Exercise requirements: Present every line of the entries below as a numbered list, skipping blank lines. Leave the pictures out.

Collection entries
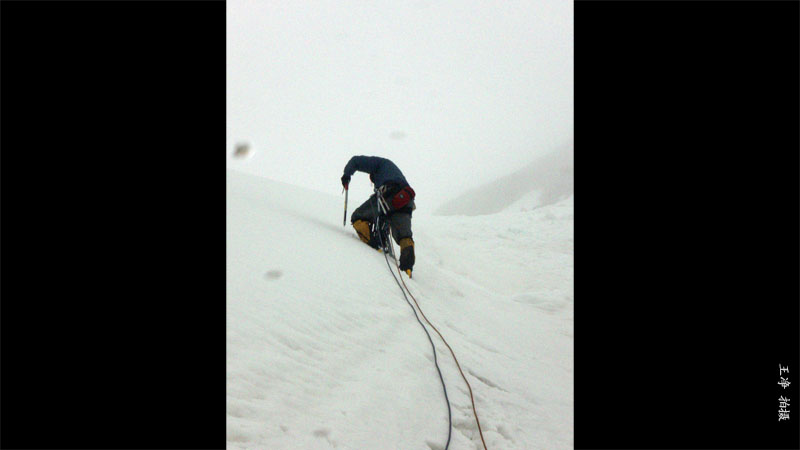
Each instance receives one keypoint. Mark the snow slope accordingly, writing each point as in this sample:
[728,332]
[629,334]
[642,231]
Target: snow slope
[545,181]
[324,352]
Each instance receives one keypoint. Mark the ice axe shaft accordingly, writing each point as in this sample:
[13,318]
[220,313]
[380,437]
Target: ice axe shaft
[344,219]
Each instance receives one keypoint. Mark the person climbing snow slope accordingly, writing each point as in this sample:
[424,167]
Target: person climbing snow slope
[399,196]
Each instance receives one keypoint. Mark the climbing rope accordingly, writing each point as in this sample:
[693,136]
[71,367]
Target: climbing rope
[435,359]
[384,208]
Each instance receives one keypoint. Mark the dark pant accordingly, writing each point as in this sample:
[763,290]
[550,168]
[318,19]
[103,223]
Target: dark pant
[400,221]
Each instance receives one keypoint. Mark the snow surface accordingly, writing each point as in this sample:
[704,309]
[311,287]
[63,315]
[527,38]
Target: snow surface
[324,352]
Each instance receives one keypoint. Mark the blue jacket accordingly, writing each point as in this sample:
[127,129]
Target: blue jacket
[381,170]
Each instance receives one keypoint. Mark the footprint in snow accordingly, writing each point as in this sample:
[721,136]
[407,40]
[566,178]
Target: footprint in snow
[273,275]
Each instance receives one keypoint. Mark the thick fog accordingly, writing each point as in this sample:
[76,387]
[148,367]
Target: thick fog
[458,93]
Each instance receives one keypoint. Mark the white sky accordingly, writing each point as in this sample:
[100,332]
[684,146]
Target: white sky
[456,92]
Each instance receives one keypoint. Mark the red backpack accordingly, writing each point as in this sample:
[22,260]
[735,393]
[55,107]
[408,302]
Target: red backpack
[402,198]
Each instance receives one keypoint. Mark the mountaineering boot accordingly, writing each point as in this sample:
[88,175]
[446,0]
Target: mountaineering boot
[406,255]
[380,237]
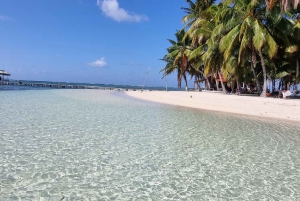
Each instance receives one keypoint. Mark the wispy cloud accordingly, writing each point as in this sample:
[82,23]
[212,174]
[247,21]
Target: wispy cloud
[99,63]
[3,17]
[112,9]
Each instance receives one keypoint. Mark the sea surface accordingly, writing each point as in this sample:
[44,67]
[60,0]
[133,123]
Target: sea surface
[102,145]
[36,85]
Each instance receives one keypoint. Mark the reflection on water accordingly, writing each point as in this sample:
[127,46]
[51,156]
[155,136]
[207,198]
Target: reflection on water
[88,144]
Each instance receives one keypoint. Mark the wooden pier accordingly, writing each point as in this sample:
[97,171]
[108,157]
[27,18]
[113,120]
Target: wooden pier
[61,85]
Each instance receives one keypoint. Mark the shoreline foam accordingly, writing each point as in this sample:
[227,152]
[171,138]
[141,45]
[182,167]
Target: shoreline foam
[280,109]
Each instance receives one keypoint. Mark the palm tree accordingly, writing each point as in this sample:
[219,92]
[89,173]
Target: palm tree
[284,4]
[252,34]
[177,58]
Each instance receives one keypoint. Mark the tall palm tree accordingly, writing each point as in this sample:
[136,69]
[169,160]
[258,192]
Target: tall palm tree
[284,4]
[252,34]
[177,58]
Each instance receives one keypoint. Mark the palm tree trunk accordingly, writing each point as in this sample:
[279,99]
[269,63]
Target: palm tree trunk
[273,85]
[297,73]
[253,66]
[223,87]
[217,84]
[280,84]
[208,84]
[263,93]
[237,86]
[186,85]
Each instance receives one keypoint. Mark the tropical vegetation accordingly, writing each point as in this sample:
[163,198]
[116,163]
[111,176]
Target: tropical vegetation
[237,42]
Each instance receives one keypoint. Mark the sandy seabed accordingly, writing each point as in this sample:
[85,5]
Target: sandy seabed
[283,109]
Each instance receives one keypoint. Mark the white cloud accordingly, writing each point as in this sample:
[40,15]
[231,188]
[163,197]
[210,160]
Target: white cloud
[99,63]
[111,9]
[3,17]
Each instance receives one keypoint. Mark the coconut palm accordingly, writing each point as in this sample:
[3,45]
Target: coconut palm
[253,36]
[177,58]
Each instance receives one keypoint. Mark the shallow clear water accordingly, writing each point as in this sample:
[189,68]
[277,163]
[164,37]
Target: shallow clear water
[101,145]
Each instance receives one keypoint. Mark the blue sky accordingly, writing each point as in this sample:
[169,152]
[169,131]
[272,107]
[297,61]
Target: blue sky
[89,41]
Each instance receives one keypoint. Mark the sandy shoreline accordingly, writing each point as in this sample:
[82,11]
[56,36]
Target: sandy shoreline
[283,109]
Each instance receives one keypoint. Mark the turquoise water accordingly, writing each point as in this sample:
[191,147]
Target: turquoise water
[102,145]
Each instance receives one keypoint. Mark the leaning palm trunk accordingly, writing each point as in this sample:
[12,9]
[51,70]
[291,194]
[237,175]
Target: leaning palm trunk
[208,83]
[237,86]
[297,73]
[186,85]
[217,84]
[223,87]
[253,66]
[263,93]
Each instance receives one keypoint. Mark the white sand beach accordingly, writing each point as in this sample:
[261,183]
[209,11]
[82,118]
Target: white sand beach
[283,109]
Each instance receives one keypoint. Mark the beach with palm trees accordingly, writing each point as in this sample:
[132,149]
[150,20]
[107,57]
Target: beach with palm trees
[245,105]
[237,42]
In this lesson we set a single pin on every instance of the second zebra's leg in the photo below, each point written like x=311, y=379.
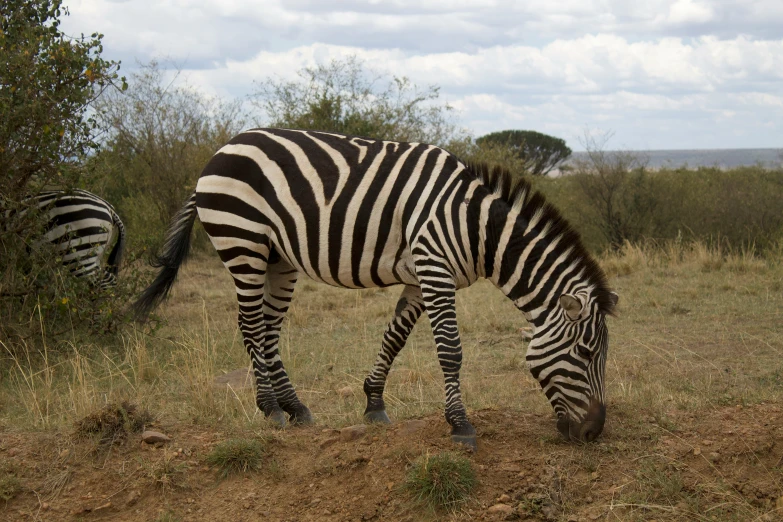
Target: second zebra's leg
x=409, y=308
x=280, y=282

Output for this task:
1. Each instance receives one keypoint. Mark the snow slope accordingly, writing each point as in this sample:
2. [728,332]
3. [629,334]
4. [642,231]
5. Target: snow slope
6. [545,181]
7. [324,352]
8. Each instance receives one keypoint. Mark the ice axe shaft accordingly, writing each point as in this sample:
9. [13,318]
10. [220,313]
11. [380,437]
12. Target: ice axe shaft
13. [344,219]
14. Each instance receives one keypoint. Mark the person climbing snow slope accordingly, writing each point as in this sample:
15. [424,167]
16. Target: person climbing snow slope
17. [399,196]
18. Each instance receives one keypoint. Mark the climbing rope accordingly, writing each point as in this sample:
19. [693,136]
20. [71,367]
21. Target: climbing rope
22. [435,359]
23. [384,208]
24. Each instance receives one keypoint. Mark the dark pant accordingly, writing each point as in this sample:
25. [763,290]
26. [550,168]
27. [318,19]
28. [103,223]
29. Target: dark pant
30. [400,221]
31. Each instance receives one keypoint. Mark the snow surface accordingly, writing each point as in this sample:
32. [704,309]
33. [311,287]
34. [63,315]
35. [527,38]
36. Target: snow surface
37. [324,352]
38. Each instance receives one keypoint. Mark the blue jacket accordingly, writing each point as in this sample:
39. [127,129]
40. Target: blue jacket
41. [381,170]
42. Each instance receives one keypoint. Mark the footprint in snow accordingly, writing each point as in this sample:
43. [721,136]
44. [407,40]
45. [566,178]
46. Target: footprint in snow
47. [273,275]
48. Each instance receives one keypoint. Mark the thick fog accordingly, writing each point as in this sample:
49. [76,387]
50. [148,367]
51. Target: thick fog
52. [458,93]
53. Each instance receives one keypoint. Mark the white sky accordingly, writing each point as in this sample:
54. [100,332]
55. [684,146]
56. Target: white sky
57. [456,92]
58. Each instance receives one keypoint. Mark the red backpack accordingly, writing each point as in this sample:
59. [22,260]
60. [735,393]
61. [55,107]
62. [408,302]
63. Target: red backpack
64. [402,198]
65. Each instance receives one keypoint. Mark the mountaineering boot accordingly, writing each point as in this sample:
66. [88,175]
67. [446,0]
68. Target: mountaineering boot
69. [406,255]
70. [380,237]
71. Each instance receives one keypoint. Mark the wispy cloud accordingly, writing each point as in this sample:
72. [82,23]
73. [212,174]
74. [247,21]
75. Target: wispy cloud
76. [99,63]
77. [3,17]
78. [112,9]
79. Each instance receives one keypoint. Mark the sea surface accordingly, writing each point as in this sample:
80. [44,67]
81. [60,0]
82. [133,123]
83. Target: sea surface
84. [102,145]
85. [36,85]
86. Each instance receives one keypoint. Mark the reflection on water accordingly, writing each point as in this sample:
87. [127,46]
88. [51,156]
89. [155,136]
90. [207,198]
91. Target: reflection on water
92. [88,144]
93. Each instance receives one keypoint. Mark the wooden pier accordingly, writing each point as in this sample:
94. [97,171]
95. [108,157]
96. [27,18]
97. [113,120]
98. Target: wooden pier
99. [61,85]
100. Each instance receives one keypoint. Mark the shoreline foam accordingly, writing each point as in this sample:
101. [227,152]
102. [171,138]
103. [141,45]
104. [182,167]
105. Target: shoreline foam
106. [280,109]
107. Each instance receives one keypoint. Mark the palm tree accordingly, writing each point as in this sample:
108. [219,92]
109. [89,173]
110. Target: palm tree
111. [284,4]
112. [252,34]
113. [177,58]
114. Each instance receives one keypoint. Mark the tall palm tree accordingly, writing each point as in this sample:
115. [136,69]
116. [169,160]
117. [258,192]
118. Target: tall palm tree
119. [284,4]
120. [252,34]
121. [177,58]
122. Each instance receives one keypoint. Mark the palm tree trunk accordingly, writing each point as in this sample:
123. [279,99]
124. [269,63]
125. Target: palm tree trunk
126. [273,85]
127. [297,73]
128. [253,66]
129. [223,87]
130. [217,84]
131. [280,84]
132. [208,84]
133. [263,93]
134. [237,86]
135. [186,85]
136. Each instance receives one keypoint. Mark the tropical vegetation accordingly, writing each point as in this sample:
137. [163,198]
138. [116,163]
139. [111,176]
140. Target: tropical vegetation
141. [237,42]
142. Each instance receives one keypoint. Mark the sandy seabed accordingly, writing each point as in this sample:
143. [85,5]
144. Target: sandy seabed
145. [283,109]
146. Each instance receives one keypoint. Mark the white cloud accordingly, writing each point as in this sample:
147. [40,15]
148. [231,188]
149. [163,197]
150. [210,160]
151. Target: white cloud
152. [99,63]
153. [111,9]
154. [3,17]
155. Each instance receives one keypoint. Mark the coconut palm accordingly, writing each point as in this sample:
156. [3,45]
157. Target: coconut palm
158. [253,36]
159. [177,58]
160. Each instance receives one keypoint. Mark the shallow clear water accordingly, writing each point as in this sample:
161. [189,68]
162. [277,163]
163. [164,37]
164. Target: shallow clear water
165. [101,145]
166. Each instance receives one keypoint. Mark the blue sky accordingly, writing each point as in this sample:
167. [169,152]
168. [169,131]
169. [272,107]
170. [297,61]
171. Target: blue sky
172. [89,41]
173. Each instance receives one keypoint. Mark the sandy shoreline accordingly, writing each point as in this sample:
174. [82,11]
175. [56,36]
176. Target: sandy shoreline
177. [283,109]
178. Each instance receives one keypoint. Mark the turquoise water accordingly, writing each point as in this sample:
179. [191,147]
180. Target: turquoise water
181. [102,145]
182. Each instance receives one keypoint. Mark the leaning palm trunk accordingly, writing each point as in this sample:
183. [12,9]
184. [51,70]
185. [291,194]
186. [237,175]
187. Target: leaning palm trunk
188. [208,83]
189. [237,86]
190. [297,73]
191. [186,85]
192. [217,84]
193. [223,87]
194. [253,66]
195. [263,93]
196. Each instance receives one keypoint. Mark the white sand beach accordingly, writing each point as in this sample:
197. [261,183]
198. [209,11]
199. [82,118]
200. Target: white sand beach
201. [283,109]
202. Each instance receives one keypoint. Mark the beach with palm trees accordingly, writing each point as in this sample:
203. [132,149]
204. [150,20]
205. [107,57]
206. Target: beach with palm trees
207. [245,105]
208. [237,42]
209. In this lesson we set a single pin on every instance of the second zebra's leg in the photo below, each point written like x=311, y=379.
210. Target: second zebra's leg
211. x=409, y=308
212. x=280, y=282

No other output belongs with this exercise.